[BEGIN]

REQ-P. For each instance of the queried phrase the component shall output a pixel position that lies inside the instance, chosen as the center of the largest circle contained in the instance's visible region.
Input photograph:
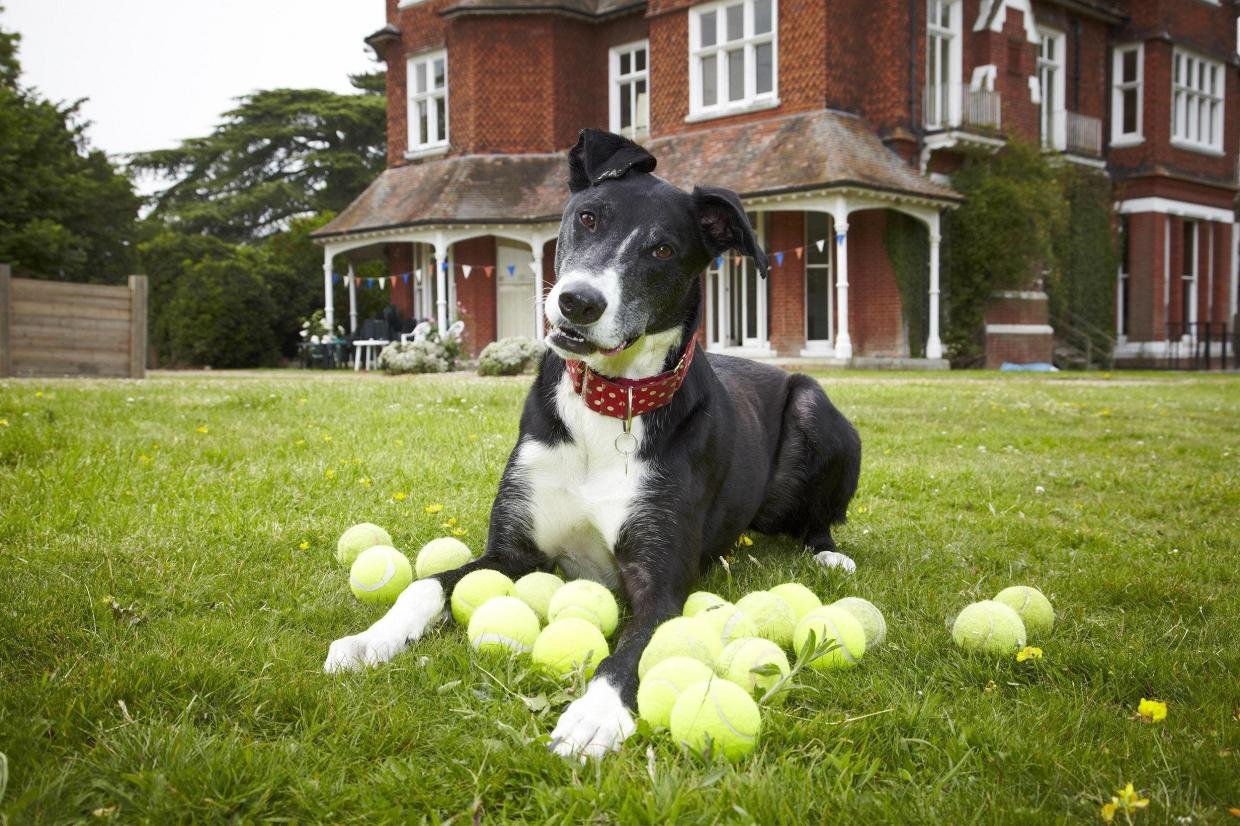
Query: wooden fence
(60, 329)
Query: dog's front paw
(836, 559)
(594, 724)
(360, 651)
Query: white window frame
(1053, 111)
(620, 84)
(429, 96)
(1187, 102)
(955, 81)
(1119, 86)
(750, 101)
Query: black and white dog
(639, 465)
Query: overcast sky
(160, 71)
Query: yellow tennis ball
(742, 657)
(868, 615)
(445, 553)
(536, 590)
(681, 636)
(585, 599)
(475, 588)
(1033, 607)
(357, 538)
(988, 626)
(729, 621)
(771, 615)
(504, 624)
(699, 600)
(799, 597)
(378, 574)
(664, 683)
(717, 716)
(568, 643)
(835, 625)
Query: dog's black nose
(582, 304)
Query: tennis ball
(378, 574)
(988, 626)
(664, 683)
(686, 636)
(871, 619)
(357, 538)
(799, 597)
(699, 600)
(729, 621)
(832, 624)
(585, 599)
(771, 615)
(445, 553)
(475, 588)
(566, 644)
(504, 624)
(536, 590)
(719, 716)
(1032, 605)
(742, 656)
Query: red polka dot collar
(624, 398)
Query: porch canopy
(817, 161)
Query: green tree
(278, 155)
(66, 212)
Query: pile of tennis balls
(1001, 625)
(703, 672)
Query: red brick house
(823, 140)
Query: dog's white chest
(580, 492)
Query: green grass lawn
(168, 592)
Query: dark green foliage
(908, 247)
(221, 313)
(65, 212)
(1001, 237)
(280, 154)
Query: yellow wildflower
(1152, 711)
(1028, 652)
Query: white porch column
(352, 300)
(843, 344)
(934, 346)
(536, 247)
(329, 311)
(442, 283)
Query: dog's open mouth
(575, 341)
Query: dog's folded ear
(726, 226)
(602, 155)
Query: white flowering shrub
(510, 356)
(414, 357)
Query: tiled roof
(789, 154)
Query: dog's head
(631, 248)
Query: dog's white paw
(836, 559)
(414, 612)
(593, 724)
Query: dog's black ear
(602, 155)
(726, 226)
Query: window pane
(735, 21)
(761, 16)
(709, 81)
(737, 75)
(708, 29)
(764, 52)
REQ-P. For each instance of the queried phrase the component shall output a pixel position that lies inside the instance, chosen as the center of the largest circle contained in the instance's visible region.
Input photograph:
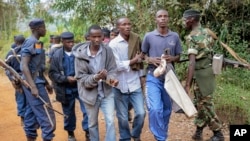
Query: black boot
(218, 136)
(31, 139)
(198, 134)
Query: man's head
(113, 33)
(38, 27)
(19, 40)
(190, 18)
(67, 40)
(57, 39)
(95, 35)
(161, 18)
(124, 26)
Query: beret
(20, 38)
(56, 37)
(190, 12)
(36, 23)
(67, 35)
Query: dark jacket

[END]
[BEGIN]

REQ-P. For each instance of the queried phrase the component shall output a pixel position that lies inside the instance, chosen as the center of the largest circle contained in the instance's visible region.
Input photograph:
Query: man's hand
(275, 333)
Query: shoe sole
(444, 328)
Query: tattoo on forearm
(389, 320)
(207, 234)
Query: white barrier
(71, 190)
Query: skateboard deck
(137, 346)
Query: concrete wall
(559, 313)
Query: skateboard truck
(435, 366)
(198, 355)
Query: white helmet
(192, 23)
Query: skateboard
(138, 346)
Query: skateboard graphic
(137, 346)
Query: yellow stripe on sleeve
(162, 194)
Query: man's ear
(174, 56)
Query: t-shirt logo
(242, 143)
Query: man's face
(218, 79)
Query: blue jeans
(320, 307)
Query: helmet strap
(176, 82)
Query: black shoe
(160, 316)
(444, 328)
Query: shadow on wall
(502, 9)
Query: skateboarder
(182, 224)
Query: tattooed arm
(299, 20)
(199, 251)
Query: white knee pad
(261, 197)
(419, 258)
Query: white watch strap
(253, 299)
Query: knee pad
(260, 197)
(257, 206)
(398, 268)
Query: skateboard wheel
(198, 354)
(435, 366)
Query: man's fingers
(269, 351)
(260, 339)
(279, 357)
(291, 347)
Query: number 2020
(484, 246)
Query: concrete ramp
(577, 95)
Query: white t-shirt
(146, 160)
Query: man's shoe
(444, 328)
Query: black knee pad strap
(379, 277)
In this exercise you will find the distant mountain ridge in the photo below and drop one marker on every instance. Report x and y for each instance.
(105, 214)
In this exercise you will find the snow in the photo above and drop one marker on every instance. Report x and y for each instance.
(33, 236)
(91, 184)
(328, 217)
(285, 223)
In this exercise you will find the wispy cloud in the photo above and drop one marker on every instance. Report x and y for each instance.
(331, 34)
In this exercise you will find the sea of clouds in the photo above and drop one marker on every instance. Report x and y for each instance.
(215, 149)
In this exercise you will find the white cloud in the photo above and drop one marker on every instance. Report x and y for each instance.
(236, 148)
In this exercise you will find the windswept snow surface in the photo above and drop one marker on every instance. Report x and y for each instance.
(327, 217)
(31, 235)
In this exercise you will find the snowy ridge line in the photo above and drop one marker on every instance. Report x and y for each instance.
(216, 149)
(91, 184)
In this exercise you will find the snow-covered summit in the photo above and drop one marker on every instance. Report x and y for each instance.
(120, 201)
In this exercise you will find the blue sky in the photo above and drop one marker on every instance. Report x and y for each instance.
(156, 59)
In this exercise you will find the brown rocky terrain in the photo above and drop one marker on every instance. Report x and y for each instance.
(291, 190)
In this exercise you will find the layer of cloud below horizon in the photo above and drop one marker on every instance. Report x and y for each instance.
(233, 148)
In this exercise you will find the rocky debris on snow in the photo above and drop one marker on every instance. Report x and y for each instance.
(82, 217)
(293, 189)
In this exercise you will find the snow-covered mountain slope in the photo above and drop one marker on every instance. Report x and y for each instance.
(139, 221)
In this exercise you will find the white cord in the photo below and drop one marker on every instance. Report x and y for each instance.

[END]
[BEGIN]

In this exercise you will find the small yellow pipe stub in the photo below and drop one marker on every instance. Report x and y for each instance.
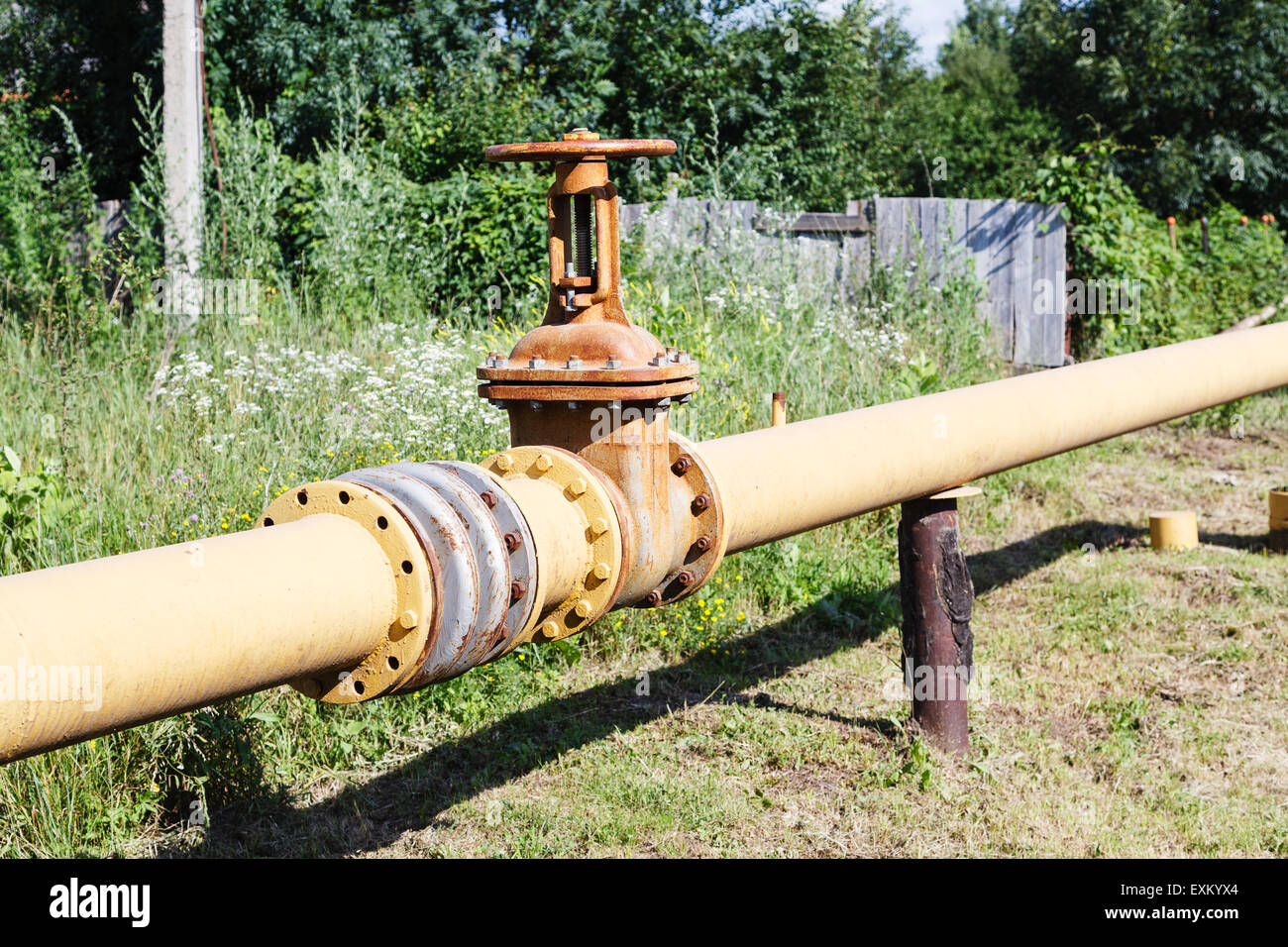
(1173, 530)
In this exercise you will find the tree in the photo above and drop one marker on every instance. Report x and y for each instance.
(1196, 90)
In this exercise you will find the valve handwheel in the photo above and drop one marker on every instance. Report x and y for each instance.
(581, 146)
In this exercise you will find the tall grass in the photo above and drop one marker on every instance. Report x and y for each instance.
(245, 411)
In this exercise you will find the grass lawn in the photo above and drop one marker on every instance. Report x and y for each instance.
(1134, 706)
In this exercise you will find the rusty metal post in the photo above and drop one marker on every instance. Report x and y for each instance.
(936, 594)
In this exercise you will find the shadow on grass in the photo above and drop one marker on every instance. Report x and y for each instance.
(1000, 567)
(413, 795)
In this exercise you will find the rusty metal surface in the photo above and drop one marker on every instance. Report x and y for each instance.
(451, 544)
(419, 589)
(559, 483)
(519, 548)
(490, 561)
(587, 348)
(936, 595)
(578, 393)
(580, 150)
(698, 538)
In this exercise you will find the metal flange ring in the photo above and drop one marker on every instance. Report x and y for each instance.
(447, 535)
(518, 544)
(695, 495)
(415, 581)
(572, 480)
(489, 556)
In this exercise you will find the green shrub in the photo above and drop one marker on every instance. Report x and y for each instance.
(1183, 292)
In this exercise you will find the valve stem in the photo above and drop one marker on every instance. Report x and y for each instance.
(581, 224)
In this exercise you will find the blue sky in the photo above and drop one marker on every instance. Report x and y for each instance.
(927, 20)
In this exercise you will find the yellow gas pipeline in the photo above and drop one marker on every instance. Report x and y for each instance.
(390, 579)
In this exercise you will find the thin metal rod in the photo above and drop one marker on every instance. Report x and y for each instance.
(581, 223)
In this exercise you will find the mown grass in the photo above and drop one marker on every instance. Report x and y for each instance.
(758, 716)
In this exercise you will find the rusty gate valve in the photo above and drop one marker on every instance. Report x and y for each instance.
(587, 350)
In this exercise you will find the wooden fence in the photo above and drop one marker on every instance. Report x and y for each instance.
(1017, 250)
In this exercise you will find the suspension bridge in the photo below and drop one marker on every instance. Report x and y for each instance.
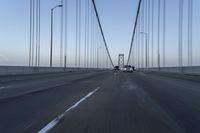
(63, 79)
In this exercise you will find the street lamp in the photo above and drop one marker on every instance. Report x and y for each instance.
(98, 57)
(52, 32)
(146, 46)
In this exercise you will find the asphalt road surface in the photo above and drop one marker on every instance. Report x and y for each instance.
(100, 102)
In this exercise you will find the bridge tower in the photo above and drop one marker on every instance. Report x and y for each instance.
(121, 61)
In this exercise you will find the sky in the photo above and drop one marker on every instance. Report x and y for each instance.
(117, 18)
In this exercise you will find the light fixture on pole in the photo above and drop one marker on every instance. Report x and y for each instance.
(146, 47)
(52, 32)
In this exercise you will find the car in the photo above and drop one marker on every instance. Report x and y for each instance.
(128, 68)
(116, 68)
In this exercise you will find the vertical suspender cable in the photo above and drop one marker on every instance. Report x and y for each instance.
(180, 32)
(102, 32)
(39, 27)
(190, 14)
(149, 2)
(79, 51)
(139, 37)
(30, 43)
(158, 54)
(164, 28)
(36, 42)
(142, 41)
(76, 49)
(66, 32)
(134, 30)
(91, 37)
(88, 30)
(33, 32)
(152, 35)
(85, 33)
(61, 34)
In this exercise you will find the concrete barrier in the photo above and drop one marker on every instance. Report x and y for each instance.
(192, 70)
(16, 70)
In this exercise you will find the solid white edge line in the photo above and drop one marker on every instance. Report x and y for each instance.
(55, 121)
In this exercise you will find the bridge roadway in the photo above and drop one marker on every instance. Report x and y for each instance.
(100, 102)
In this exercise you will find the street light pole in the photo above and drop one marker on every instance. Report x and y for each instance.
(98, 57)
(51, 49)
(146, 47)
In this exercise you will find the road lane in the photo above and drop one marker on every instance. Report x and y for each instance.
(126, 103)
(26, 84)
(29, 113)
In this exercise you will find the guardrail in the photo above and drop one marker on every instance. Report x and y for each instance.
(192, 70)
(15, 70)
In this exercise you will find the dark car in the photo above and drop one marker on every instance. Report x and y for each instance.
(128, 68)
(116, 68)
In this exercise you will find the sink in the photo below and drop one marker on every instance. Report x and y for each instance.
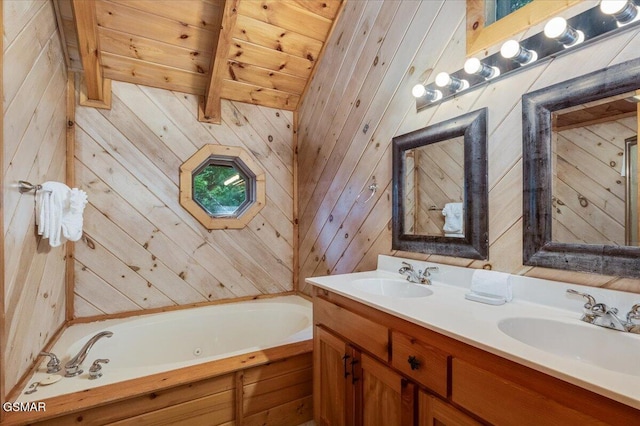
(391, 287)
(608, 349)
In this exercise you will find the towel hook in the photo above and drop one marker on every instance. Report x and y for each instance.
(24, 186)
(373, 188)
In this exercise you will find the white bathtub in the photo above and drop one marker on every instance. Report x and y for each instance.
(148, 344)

[END]

REQUEST → Extract every line above that contains the string "black", treating uppercase and lowercase as different.

WORKED SOLUTION →
Query: black and white dog
Query: dog's black nose
Query: dog's black ear
Query: black boot
Query: black shoe
Query: black knee pad strap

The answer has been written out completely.